Jens C. Rekling Group

Research

The aim of the research is to understand how neurons in small assemblies interact to produce sensory and motor functions in the brain. A variety of electrophysiological and optical techniques are used to study living neurons in preparations of nervous tissue that maintain functional sensori-motor systems under in vitro conditions. We seek to answer fundamental questions such as: What neural microcircuit mechanisms in the brainstem are involved in generating breathing movements? How do sensory and motor systems produce precision movements? What developmental processes are involved in specifying functional microcircuits? Ultimately we wish to contribute to an understanding of how brain function emerges from network interactions between individual neurons.

Openings, student projects

We are currently looking for students interested in doing their Bachelor, Master, or PhD project in our group. We will actively support the application of suitable students for scholarships from various sources. The projects might include both electrophysiological, optical and molecular biology techniques. If you are interested in becoming a member of our team, please contact:
Jens C. Rekling
email: jrekling@sund.ku.dk
phone: +45 31 52 65 40

Recent results

Phillips WS, Herly M, Del Negro CA, Rekling JC. Organotypic slice cultures containing the prebötzinger complex generate respiratory-like rhythms. J Neurophysiol. 2016 Feb 1;115(2):1063-70. doi: 10.1152/jn.00904.2015. Epub  2015 Dec 9.

■ Input data:
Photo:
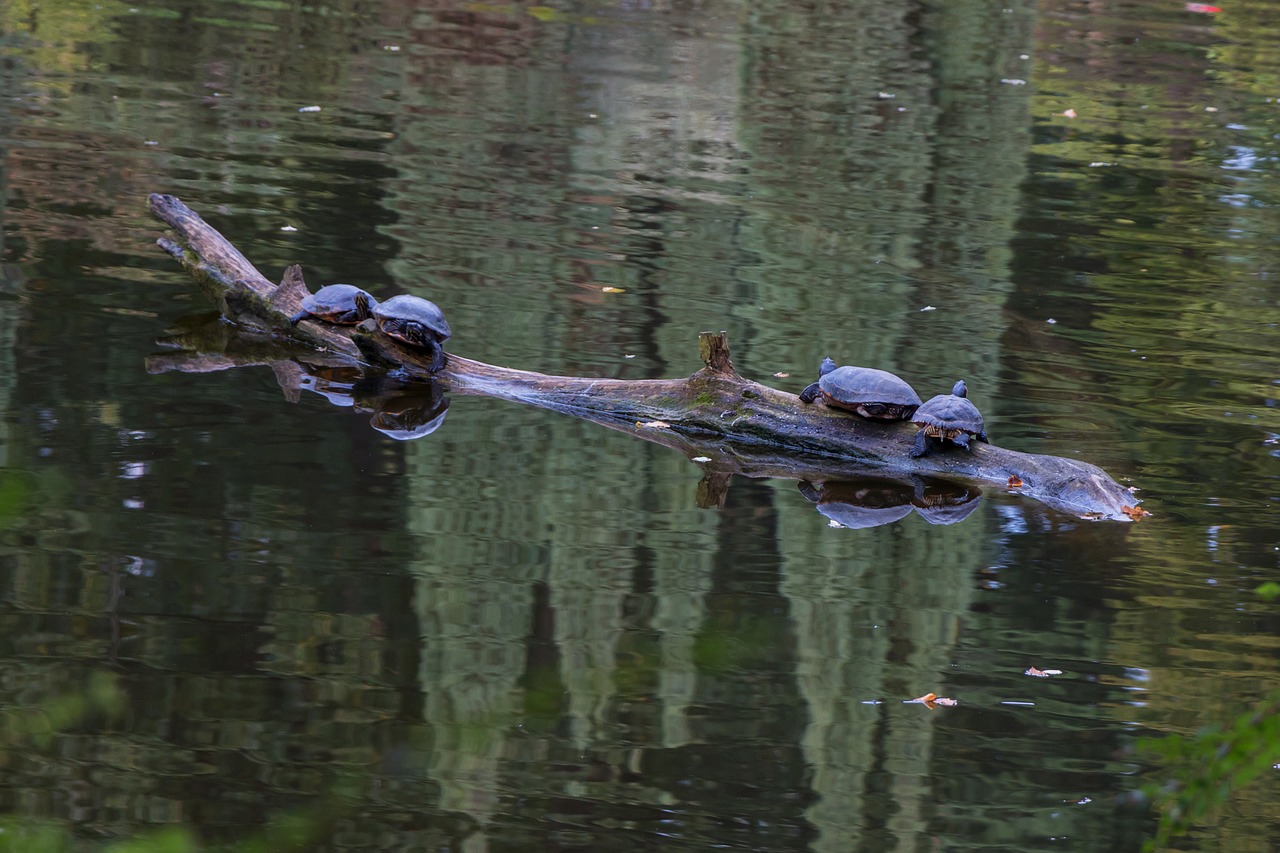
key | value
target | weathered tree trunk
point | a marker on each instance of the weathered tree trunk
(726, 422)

* * *

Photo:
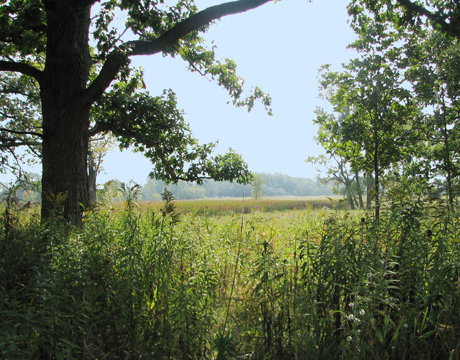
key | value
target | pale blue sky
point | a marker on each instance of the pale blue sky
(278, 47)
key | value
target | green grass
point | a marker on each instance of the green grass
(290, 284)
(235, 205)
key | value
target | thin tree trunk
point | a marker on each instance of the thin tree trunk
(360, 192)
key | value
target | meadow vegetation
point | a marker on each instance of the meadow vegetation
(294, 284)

...

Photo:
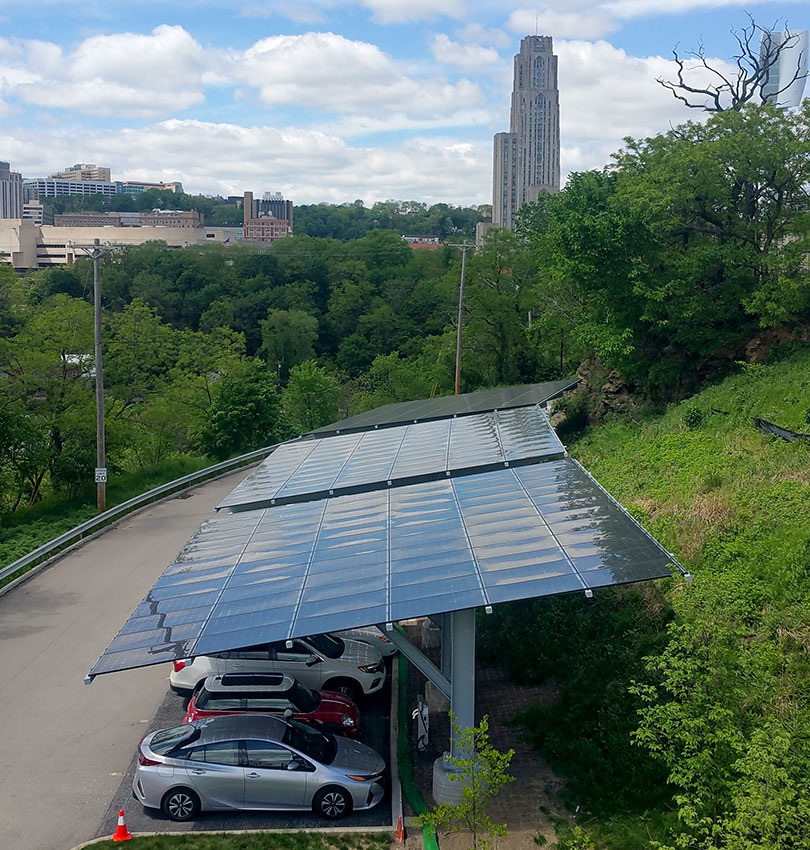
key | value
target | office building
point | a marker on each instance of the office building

■ Complete the following:
• a. Reproduce everything in the research group page from "Recent results" down to "2015 Dec 9.".
• b. According to the research group page, what kinds of techniques are used to study living neurons?
The listing comes from a separate source and is unrelated to the research group page.

■ Per-task outputs:
• a.
Recent results

Phillips WS, Herly M, Del Negro CA, Rekling JC. Organotypic slice cultures containing the prebötzinger complex generate respiratory-like rhythms. J Neurophysiol. 2016 Feb 1;115(2):1063-70. doi: 10.1152/jn.00904.2015. Epub  2015 Dec 9.

• b. A variety of electrophysiological and optical techniques.